- [Problem details]:
Below are some records; retype all of them exactly.

- [Named object pointing entries]:
◆ ◆ ◆ ◆ ◆

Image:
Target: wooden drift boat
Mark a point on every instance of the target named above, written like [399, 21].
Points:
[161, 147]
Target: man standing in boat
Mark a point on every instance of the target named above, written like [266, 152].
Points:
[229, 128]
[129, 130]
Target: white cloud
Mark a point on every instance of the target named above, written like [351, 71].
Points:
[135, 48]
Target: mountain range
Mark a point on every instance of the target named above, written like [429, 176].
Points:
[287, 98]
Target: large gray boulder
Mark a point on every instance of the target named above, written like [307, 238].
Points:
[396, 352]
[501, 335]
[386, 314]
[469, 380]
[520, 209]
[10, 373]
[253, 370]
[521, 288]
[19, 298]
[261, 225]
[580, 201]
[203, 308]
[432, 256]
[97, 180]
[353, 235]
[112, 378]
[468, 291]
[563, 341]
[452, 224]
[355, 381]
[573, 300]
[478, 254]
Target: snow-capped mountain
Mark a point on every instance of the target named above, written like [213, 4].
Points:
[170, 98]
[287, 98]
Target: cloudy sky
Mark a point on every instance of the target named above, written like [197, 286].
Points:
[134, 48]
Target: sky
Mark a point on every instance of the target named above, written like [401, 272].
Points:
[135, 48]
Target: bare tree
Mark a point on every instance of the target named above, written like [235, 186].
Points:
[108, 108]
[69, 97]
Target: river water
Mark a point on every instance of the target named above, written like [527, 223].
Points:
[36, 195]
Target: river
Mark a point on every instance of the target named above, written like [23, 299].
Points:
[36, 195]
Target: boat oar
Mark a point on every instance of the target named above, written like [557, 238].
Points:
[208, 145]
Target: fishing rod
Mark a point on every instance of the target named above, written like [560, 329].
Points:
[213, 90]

◆ ◆ ◆ ◆ ◆

- [Completed task]:
Image:
Target: wooden drift boat
Mark a point on every instance of the target named above, written like [399, 21].
Points:
[161, 147]
Target: man standing in boat
Mark a point on every instance of the target named above, written like [266, 152].
Points:
[229, 128]
[129, 130]
Target: white cloud
Mark a point on every instance of the target named above, written like [351, 71].
Points:
[135, 48]
Target: mountain range
Mark a point on every instance of the target named above, written like [429, 176].
Points:
[287, 98]
Target: large gray boulder
Mark a point on every instance of the target named above, written like [307, 238].
Points:
[396, 352]
[501, 335]
[386, 314]
[469, 380]
[520, 209]
[10, 373]
[253, 370]
[521, 288]
[19, 298]
[261, 225]
[580, 201]
[203, 308]
[432, 256]
[97, 180]
[353, 235]
[112, 378]
[468, 291]
[563, 341]
[452, 224]
[355, 381]
[573, 300]
[478, 254]
Target: snow-capped mountain
Mark a point on every instance of the target named above, written like [213, 4].
Points:
[170, 98]
[287, 98]
Target: cloudy sky
Mark a point on every instance of the target named above, written like [197, 286].
Points:
[134, 48]
Target: sky
Mark a point on every instance of the target named above, written like [401, 272].
Points:
[135, 48]
Target: bare tree
Mark a point on every instance of the target named above, written like [235, 186].
Points:
[108, 108]
[69, 97]
Target: river water
Mark a point on every instance of the target named above, written like [527, 223].
Points:
[36, 195]
Target: river
Mark a point on every instance of the target named above, written like [23, 299].
Points:
[36, 195]
Target: boat oar
Mark a point on every instance of the target named above, written like [557, 238].
Points:
[208, 145]
Target: fishing rod
Mark a point on every instance of the target named above, written like [560, 329].
Points:
[213, 90]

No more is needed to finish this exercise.